PAGE EXCERPT:
Thailand's health minister helped plant cannabis seedlings Thursday as the government nurtures plans to harvest the multibillion-dollar potential of medical marijuana.
The kingdom in 2018 became the first country in Southeast Asia to legalise medical marijuana, although many Thais have long used the herb in traditional treatments.
The government has invested in the extraction, distillation and marketing of cannabis oils for use in the health industry.
Wearing a hairnet and green gardening gloves, deputy prime minister Anutin Charnvirakul joined health officials planting seedlings at Thailand's second industrial-scale marijuana greenhouse at Nong Yai, Chonburi province.
In a statement, Anutin said the administration wanted to "support with sincerity patients who need to use cannabis for treatment".
The Government Pharmaceutical Organisation's 1,550-square-metre facility will house 1,300 plants supplying marijuana products to hospitals and clinics.
The government wants to further broaden Thailand's laws on cultivating cannabis.
A bill is expected to go before parliament in the coming weeks which would allow individuals to grow the plant for medicinal purposes -- something only state agencies can do currently.
The minister said he hoped the changes could boost rural incomes across the northeast by allowing farmers to grow and sell the plants.
Medical research has shown cannabis oil can help ease chronic pain and conditions such as multiple sclerosis and epilepsy.
Recreational use and trade of marijuana in Thailand is still illegal, however, and convictions carry up to 10 years in prison.

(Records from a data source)
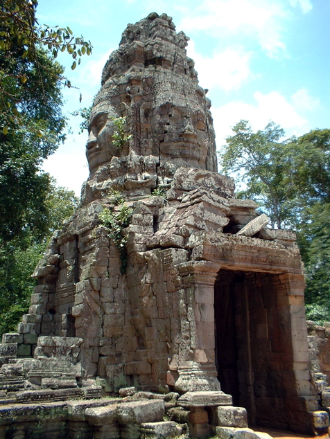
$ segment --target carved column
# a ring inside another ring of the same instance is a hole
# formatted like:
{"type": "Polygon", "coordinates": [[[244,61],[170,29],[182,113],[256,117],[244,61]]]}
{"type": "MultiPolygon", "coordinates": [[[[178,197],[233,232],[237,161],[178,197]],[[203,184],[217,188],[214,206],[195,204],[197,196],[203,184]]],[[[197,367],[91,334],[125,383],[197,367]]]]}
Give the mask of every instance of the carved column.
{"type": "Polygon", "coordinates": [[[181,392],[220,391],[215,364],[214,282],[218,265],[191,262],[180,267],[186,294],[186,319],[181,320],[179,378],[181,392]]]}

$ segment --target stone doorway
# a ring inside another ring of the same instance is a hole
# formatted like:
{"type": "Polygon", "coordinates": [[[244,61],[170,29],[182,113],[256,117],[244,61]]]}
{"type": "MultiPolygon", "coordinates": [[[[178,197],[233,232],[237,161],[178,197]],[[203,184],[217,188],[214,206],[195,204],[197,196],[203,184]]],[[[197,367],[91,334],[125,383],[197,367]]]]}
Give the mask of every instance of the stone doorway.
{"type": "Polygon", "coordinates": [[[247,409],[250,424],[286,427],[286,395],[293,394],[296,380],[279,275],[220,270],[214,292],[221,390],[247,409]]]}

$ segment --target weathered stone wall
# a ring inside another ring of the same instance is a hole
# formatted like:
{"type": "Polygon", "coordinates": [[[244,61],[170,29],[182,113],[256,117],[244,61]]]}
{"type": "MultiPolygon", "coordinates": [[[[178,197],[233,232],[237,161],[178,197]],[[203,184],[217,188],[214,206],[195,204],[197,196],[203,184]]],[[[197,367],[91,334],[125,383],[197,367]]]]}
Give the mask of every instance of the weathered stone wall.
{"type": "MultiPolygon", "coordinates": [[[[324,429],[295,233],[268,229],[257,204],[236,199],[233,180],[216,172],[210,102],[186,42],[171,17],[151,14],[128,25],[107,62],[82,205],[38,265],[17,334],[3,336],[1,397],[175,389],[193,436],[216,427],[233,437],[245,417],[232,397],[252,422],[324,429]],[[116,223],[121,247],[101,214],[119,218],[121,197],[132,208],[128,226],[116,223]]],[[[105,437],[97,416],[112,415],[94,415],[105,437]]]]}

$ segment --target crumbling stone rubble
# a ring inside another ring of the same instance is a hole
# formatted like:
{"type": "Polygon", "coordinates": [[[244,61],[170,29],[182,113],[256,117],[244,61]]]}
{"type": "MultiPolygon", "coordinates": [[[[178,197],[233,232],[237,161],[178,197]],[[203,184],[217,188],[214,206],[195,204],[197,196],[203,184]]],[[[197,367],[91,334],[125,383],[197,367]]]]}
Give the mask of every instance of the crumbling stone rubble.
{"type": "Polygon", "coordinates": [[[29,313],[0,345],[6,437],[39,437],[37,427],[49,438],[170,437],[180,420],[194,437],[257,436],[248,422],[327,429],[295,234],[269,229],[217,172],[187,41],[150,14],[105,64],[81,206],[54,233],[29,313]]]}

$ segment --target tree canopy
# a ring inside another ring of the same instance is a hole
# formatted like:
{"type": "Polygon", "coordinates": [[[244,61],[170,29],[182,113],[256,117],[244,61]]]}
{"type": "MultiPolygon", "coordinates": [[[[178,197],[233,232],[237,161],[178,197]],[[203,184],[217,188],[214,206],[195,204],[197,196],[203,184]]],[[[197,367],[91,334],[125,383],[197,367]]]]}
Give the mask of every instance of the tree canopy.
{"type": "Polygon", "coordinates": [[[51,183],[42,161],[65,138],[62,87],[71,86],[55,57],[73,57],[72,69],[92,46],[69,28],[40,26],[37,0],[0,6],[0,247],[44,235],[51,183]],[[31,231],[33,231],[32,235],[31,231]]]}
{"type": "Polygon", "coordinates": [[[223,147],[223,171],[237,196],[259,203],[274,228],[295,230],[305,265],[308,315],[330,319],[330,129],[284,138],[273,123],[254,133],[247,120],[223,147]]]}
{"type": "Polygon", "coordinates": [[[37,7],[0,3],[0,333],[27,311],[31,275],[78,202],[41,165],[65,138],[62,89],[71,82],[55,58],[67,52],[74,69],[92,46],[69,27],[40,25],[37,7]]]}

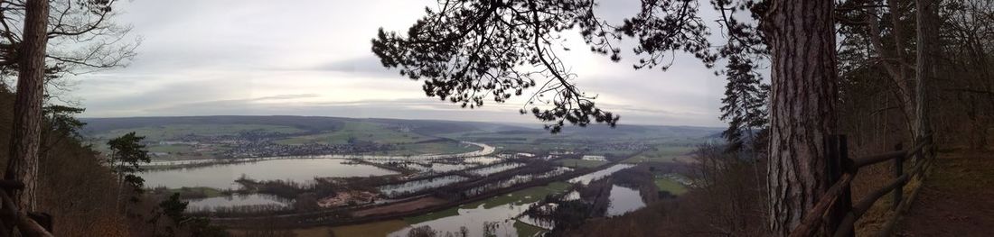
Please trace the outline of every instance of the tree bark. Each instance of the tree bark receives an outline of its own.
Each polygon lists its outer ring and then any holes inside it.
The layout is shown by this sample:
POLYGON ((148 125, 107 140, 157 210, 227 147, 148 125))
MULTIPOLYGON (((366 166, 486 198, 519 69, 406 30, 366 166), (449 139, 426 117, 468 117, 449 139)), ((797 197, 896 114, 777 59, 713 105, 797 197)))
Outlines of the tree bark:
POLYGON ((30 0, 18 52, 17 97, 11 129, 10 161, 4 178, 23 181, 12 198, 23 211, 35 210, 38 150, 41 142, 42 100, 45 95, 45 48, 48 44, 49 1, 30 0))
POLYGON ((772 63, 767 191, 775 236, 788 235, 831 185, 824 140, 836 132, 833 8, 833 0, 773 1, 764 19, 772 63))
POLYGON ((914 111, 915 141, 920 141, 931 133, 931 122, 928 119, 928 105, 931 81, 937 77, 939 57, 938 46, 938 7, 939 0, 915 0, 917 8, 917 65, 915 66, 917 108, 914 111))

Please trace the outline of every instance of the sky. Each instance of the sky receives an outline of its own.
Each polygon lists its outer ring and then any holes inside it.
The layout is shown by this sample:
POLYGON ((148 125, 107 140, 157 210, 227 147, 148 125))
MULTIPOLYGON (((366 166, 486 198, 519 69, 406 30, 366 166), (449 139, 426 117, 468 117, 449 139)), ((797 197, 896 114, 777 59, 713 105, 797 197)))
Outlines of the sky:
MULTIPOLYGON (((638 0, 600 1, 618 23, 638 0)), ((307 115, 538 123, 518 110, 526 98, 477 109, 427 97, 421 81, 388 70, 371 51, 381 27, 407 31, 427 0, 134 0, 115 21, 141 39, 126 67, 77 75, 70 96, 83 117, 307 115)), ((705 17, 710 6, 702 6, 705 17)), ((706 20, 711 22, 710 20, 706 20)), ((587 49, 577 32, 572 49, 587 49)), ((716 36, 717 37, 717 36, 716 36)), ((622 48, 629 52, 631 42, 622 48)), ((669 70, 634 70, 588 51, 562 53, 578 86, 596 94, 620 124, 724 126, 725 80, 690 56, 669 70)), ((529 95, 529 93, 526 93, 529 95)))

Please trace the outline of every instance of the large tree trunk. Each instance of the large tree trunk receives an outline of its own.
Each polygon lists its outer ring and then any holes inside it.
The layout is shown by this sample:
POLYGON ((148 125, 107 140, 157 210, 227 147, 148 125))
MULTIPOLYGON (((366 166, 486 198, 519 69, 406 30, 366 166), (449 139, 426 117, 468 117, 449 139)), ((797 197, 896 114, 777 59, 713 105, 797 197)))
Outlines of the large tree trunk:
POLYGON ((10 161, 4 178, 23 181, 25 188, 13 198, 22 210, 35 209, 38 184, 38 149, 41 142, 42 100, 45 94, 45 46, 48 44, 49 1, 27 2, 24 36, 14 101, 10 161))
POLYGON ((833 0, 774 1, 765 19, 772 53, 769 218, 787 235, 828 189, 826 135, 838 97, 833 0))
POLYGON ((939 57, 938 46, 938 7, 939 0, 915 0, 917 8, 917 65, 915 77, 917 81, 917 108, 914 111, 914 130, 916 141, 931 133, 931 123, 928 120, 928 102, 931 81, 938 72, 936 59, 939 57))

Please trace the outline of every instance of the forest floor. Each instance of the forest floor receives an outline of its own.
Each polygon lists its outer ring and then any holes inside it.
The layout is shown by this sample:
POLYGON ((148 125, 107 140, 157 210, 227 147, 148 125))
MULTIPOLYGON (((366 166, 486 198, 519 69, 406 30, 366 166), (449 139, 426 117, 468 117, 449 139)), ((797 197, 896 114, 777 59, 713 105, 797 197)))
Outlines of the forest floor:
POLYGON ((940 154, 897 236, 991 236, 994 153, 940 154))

---

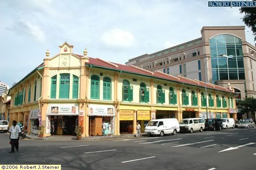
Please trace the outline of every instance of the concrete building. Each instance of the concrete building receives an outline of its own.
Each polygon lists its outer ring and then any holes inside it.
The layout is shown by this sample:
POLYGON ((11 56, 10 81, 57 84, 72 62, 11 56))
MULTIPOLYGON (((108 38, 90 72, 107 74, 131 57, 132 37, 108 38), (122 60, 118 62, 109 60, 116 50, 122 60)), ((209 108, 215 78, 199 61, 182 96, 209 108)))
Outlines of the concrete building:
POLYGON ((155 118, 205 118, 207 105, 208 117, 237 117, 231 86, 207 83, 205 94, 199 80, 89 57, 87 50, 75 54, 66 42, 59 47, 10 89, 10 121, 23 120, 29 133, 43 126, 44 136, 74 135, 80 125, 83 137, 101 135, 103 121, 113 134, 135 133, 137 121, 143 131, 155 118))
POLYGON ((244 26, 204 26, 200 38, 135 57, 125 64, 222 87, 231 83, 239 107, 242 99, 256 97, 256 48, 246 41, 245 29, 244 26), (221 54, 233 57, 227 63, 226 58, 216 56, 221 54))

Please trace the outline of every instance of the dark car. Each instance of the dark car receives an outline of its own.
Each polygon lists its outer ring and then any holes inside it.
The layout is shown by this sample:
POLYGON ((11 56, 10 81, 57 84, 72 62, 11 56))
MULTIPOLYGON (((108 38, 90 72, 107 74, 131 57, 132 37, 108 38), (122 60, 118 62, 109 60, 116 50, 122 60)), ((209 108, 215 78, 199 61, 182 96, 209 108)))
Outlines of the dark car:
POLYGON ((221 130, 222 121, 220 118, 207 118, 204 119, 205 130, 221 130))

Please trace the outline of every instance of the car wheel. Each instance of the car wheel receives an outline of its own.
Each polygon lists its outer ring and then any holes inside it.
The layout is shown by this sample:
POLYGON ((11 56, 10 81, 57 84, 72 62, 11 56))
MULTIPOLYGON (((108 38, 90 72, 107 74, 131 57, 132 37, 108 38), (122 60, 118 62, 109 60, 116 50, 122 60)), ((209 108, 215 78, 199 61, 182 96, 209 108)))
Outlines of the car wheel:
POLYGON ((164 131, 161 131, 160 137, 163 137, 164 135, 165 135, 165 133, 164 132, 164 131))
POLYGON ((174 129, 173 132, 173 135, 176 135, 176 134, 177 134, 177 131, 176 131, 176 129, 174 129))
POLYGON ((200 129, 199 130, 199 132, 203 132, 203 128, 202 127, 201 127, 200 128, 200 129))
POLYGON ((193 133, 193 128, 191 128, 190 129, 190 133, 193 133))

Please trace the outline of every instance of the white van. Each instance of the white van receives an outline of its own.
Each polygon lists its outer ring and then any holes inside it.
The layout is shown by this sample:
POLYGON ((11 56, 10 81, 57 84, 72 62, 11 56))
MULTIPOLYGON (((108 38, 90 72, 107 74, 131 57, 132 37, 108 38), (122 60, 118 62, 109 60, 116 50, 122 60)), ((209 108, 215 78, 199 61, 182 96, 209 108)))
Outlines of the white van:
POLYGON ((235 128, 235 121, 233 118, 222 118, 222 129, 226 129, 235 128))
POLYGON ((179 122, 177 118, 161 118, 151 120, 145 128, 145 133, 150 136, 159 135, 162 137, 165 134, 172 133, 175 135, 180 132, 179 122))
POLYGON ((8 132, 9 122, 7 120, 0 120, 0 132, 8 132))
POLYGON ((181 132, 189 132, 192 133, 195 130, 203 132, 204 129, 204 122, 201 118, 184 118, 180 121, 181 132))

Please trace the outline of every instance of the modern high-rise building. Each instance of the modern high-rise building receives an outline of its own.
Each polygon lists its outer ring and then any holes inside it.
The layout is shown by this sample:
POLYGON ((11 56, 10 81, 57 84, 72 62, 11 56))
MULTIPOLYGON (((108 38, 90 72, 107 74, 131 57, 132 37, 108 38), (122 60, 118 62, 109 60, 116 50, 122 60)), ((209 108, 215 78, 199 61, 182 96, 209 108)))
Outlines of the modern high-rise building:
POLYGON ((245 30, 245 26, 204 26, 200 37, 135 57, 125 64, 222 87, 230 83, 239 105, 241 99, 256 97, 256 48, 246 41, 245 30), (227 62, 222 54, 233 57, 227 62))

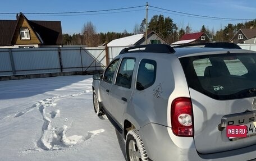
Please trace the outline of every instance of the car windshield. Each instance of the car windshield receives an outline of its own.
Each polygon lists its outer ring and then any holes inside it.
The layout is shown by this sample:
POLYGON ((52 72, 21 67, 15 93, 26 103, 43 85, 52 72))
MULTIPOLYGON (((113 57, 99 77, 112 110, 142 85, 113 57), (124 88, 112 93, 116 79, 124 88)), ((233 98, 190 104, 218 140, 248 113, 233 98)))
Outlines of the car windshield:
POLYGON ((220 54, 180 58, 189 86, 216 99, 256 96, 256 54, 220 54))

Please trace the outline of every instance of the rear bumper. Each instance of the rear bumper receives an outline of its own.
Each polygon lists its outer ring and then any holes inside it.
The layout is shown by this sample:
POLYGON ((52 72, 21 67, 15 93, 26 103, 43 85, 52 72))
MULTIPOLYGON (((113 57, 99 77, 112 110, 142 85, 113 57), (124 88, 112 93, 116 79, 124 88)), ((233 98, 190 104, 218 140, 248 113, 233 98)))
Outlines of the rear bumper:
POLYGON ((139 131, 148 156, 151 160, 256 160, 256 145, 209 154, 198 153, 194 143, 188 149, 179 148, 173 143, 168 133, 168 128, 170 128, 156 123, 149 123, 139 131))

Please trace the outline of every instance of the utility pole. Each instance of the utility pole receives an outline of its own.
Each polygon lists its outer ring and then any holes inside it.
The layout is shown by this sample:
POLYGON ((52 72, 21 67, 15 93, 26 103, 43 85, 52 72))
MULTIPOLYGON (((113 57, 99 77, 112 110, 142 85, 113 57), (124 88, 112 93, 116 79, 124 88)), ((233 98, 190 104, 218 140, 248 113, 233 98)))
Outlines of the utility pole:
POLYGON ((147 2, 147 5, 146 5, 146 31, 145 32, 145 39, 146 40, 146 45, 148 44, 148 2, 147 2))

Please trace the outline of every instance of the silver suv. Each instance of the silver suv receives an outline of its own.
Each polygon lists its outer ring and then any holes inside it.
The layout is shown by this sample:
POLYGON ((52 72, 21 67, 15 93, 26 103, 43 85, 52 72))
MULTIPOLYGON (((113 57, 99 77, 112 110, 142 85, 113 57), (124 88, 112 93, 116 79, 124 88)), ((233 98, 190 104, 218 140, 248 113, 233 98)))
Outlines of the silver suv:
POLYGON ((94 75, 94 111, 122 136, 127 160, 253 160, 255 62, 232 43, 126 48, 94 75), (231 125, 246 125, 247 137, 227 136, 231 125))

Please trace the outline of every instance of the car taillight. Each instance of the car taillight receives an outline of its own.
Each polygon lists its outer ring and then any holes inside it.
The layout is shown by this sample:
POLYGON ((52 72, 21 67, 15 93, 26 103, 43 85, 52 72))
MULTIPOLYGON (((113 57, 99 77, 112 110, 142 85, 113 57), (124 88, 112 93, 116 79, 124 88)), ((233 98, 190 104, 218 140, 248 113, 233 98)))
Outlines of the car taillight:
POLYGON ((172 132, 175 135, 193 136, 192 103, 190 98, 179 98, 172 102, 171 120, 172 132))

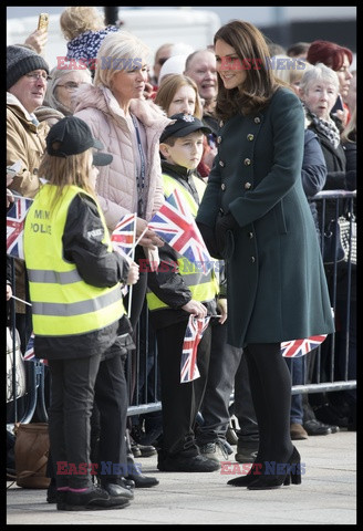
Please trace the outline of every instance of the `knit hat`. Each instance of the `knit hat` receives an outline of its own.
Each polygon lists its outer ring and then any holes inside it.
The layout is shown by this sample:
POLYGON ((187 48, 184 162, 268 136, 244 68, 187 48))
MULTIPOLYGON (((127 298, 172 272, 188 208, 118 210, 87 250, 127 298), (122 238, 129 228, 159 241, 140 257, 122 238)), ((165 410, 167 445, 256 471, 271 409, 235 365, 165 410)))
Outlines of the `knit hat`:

WHAT TO WORK ON:
1. In the article on Thailand's medical marijuana plans, how does the minister expect the proposed changes to cannabis cultivation laws to raise rural incomes?
2. According to the article on Thailand's medical marijuana plans, how many plants will the Government Pharmaceutical Organisation's facility at Nong Yai house?

WRITTEN ANSWERS:
1. He hopes the changes will raise rural incomes across the northeast by letting farmers grow and sell cannabis plants. At present only state agencies may grow the plant.

2. It will house 1,300 plants.